Given request 1: Reproduce the records word for word, starting at the line that contains "of the lying" and running through the last line of the records, both ends included.

Are food stamps actually beneficial?
By Isaac Che
Writers like Mark Zandi have claimed that the Supplemental Nutrition Assistance Program’s (SNAP) food stamps generate immediate growth in the economy. Specifically, every 1 dollar spent on food stamps creates a 1.73 dollar increase in real GDP. Politicians across the nation are using the results of this study to justify the colossal food stamp budget, claiming that welfare programs jumpstart the economy and cause steady economic growth. Could people like Zandi have exaggerated to prove a point? Is the spending multiplier that high in reality? If we dig a little deeper, we find a four major problems with Zandi’s claim.
First, we need to examine the costs of transferring large sums of money from the rich and middle-class to the poor. Tax revenue is often wasted through government spending as a result of fraud and loopholes, and recipients may not even spend the stamps on healthy and nourishing options. According to a recent study by the USDA, milk was the most popular product bought by consumers not on food stamps while soft drinks were the most popular commodity among food stamp recipients. Food stamp participants spent approximately 358 million dollars on soft drinks and about 96 million on candy-packaged products. Shockingly, unhealthy snacks and drinks make up over 14 percent of their total expenditures.
Second, when SNAP provides aid to the poor year after year, many will have no incentive to work or to save money. As 44 states have waivers that allow recipients to ignore the program’s work requirements, the USDA found in 2011 that less than 56 percent of participants were employed or looking for work. Instead of becoming a crutch for able-bodied workers, the government should provide funding for temporary assistance programs like SNAP in moderation and focus on creating job opportunities for low-skilled workers. In addition, to avoid assisting a complacent able-bodied worker, the program should target families with elderly people and young children. Franklin Roosevelt once stated, “Continued dependence upon relief induces a spiritual and moral disintegration fundamentally destructive to the national fibre. To dole out relief in this way is to administer a narcotic, a subtle destroyer of the human spirit.”
Third, if we go back to economic theory, we find that evidence of a link between economic growth and government spending is deficient. Transfer payments of welfare programs like SNAP are not even a part of the real GDP measure, and the so-called “ripple effect” of these programs—increased aggregate demand for food—leads only to short-run results. A shift of the aggregate demand curve to the left can increase real GDP in the short term, as Zandi claims in his findings. Nevertheless, can a shift in real GDP lead to long-term real GDP and productivity growth? Zandi’s second prediction about fiscal stimulus causing a 1.54-2.13 increase in real GDP annual percent change never materialized in the real world. Economic growth, growth in productivity and potential output, requires setting long-term goals rather than pursuing short-term satisfaction. Taxpayer money that the government takes away (and spends inefficiently) is not spent on factors of sustainable economic growth such as saving and entrepreneurship.

Given request 2: Write the next part of the essay on food stamps, picking up right after its final sentence.

Dataset records about object locations:
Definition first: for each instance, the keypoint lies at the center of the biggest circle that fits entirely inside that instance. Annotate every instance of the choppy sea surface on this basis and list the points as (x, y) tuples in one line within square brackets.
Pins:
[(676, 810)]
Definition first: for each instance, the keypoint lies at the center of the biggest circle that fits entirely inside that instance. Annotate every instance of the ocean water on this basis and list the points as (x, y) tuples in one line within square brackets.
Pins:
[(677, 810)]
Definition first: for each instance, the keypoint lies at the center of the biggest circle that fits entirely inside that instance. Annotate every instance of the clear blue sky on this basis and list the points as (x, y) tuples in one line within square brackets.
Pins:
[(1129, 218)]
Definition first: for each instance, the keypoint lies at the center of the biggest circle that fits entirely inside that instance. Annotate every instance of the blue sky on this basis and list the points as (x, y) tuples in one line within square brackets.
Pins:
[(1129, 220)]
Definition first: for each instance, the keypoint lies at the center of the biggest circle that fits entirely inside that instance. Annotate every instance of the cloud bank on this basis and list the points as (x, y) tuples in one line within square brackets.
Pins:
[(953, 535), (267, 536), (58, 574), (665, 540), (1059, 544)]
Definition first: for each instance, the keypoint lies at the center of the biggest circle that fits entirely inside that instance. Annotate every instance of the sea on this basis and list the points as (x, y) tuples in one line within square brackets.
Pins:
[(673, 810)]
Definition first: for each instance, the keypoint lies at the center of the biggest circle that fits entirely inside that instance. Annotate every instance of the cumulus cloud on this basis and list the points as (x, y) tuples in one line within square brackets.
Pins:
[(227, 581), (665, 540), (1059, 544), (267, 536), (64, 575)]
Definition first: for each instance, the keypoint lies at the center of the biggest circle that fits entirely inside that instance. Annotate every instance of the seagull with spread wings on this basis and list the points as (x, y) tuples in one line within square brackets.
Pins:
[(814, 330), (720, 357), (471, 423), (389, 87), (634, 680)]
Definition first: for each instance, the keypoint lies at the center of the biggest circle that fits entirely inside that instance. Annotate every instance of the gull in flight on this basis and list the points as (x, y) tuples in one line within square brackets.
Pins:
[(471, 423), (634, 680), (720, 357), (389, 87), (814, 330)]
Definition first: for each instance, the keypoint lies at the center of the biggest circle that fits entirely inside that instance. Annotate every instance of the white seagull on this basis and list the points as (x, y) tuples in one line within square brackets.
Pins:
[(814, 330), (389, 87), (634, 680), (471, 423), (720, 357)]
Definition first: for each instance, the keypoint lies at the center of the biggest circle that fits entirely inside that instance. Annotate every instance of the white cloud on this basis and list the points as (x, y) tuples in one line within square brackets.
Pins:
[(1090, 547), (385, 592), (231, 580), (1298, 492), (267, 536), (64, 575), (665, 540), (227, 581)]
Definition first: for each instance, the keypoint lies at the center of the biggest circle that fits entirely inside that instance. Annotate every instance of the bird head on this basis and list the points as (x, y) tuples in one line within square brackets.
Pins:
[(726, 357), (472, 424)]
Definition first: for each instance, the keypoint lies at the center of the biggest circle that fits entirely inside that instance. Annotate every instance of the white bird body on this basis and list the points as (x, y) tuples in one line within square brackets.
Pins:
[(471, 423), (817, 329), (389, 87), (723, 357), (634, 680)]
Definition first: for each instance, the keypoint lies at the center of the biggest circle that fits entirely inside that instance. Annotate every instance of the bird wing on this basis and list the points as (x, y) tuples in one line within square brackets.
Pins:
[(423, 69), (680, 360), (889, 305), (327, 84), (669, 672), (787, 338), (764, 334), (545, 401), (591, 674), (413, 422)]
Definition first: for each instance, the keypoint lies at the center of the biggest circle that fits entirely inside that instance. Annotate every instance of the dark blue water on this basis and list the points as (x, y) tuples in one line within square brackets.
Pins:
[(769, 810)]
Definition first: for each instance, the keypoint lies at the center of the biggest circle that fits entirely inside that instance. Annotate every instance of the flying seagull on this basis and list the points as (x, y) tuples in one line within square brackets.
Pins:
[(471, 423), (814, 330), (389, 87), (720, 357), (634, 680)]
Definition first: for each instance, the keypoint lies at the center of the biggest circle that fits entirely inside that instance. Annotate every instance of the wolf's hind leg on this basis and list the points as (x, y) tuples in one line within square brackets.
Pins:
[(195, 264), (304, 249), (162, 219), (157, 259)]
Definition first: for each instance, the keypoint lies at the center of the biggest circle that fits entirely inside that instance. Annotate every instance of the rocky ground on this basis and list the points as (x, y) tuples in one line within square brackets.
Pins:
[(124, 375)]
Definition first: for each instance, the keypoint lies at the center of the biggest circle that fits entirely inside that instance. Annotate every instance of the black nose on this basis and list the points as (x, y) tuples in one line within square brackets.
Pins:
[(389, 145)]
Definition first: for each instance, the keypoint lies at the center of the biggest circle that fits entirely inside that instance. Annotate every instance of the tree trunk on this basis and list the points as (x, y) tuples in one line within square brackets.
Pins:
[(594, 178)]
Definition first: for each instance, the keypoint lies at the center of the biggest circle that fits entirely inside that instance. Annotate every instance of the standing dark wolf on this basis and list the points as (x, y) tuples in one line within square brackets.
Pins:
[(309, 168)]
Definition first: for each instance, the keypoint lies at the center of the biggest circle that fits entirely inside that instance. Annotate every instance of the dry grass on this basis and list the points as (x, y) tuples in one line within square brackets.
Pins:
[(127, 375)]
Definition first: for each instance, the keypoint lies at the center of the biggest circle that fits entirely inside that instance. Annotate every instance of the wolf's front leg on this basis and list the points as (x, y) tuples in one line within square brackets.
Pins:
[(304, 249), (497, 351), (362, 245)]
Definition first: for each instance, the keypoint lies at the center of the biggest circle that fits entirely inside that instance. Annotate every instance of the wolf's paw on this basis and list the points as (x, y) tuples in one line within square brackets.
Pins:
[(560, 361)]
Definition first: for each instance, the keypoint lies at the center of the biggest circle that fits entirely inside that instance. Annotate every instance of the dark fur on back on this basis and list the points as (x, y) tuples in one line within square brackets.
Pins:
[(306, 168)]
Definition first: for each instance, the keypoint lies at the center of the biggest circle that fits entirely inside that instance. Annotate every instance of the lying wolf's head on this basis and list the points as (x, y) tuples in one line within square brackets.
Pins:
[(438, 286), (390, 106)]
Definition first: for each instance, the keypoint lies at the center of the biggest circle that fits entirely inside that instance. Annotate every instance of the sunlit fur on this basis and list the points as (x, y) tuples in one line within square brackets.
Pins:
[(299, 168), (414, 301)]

Response 1:
Definition first: for each instance, the keypoint lies at the center of the biggest circle that fits entirely inside that instance. Annotate every instance of the lying wolf's head on this basis and list the points as (x, y) tuples in one line within square brackets.
Pins:
[(438, 286), (390, 106)]
Definition first: for each instance, the keypoint lies at the center of the biggest circle that fits entirely inside that instance. Annotate every instance of the sunlit fur on this basis and list the points as (x, y) tuples in one line within square brackets.
Pins:
[(299, 168), (414, 301)]

Response 2:
Moreover, inevitable tax hikes on corporations hurts incentives to invest in new capital. If workers kept more of their earnings, they could also spend to stimulate the economy, and the same spending multiplier effect would apply. Furthermore, the impact of government spending may be dampened due to a phenomenon known as “crowding out.” When government increases spending by borrowing, interest rates rise. In the long-run, high interest rates tend to reduce business investment and real GDP growth. Politicians and economists that support the use of food stamps as a source of economic stimulus overlook the opportunity costs of the program. Unfortunately, “sound good, get elected” proposals such as free college and food stamps for all American citizens are totally unrealistic. As Milton Friedman argued, “There is no such thing as free lunch.”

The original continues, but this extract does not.